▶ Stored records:
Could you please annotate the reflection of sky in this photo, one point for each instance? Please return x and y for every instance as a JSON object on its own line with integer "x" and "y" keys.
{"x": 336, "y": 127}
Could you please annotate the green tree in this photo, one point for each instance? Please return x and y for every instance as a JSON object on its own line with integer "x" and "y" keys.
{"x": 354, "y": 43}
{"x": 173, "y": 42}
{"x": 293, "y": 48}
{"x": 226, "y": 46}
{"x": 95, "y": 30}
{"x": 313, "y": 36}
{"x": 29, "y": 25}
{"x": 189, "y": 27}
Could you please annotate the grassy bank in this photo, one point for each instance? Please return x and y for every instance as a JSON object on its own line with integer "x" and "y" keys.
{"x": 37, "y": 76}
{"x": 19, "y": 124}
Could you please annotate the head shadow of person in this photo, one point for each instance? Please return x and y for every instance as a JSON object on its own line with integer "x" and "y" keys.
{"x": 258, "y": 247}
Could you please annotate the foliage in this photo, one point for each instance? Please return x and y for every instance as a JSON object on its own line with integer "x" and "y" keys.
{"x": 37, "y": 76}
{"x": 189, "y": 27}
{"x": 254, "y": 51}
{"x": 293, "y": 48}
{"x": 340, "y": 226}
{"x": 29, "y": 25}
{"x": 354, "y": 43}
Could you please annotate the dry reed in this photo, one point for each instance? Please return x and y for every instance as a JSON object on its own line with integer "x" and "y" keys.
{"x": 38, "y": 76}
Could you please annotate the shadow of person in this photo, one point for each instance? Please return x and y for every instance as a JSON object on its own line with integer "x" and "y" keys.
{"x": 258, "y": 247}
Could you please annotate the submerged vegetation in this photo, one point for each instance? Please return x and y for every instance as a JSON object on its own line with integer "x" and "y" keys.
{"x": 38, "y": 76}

▶ Problem to solve: Format every line of the listing above as a JSON list of strings, one string per line, skipping blank lines.

▶ Final answer:
[
  "Could you please annotate the reflection of sky in this photo, one point for each instance? Please return x and y for every instance as a JSON object on its own line with integer \"x\" and \"y\" keys.",
  "{\"x\": 336, \"y\": 127}",
  "Could you please annotate the green tree in this photo, one point for each instance? Please return x and y for every instance as a JSON object on its own line with integer \"x\" and \"y\" keys.",
  "{\"x\": 354, \"y\": 43}",
  "{\"x\": 173, \"y\": 42}",
  "{\"x\": 293, \"y\": 48}",
  "{\"x\": 226, \"y\": 46}",
  "{\"x\": 95, \"y\": 30}",
  "{\"x\": 313, \"y\": 36}",
  "{\"x\": 29, \"y\": 25}",
  "{\"x\": 189, \"y\": 27}",
  "Could you please annotate the grassy bank in this photo, one point for each instance? Please return x and y for every instance as a JSON object on its own line with integer \"x\" and \"y\" keys.",
  "{\"x\": 37, \"y\": 76}",
  "{\"x\": 19, \"y\": 124}",
  "Could you please annotate the head shadow of person in this photo, one point for each instance? Please return x and y for every instance as a JSON object on its own line with integer \"x\" and \"y\" keys.",
  "{\"x\": 258, \"y\": 247}",
  "Could you please annotate the foliage in this photo, one point for each instance? Please return x and y for every instance as a JSON object on its own line with integer \"x\" and \"y\" keys.",
  "{\"x\": 37, \"y\": 76}",
  "{\"x\": 189, \"y\": 27}",
  "{\"x\": 254, \"y\": 51}",
  "{\"x\": 293, \"y\": 48}",
  "{\"x\": 340, \"y\": 226}",
  "{\"x\": 29, \"y\": 25}",
  "{\"x\": 354, \"y\": 43}",
  "Could you please annotate the dry reed in this photo, one point for each instance? Please return x and y for every instance as a JSON object on its own line with integer \"x\" and \"y\" keys.",
  "{\"x\": 38, \"y\": 76}",
  "Could you please annotate the shadow of person in this photo, one point for each instance? Please return x and y for every instance as a JSON object on its own line with integer \"x\" and \"y\" keys.",
  "{\"x\": 258, \"y\": 247}",
  "Could you please annotate the submerged vegetation in this photo, one point for each instance? Please return x and y for every instance as a JSON object on its own line with integer \"x\" and \"y\" keys.",
  "{\"x\": 38, \"y\": 76}"
]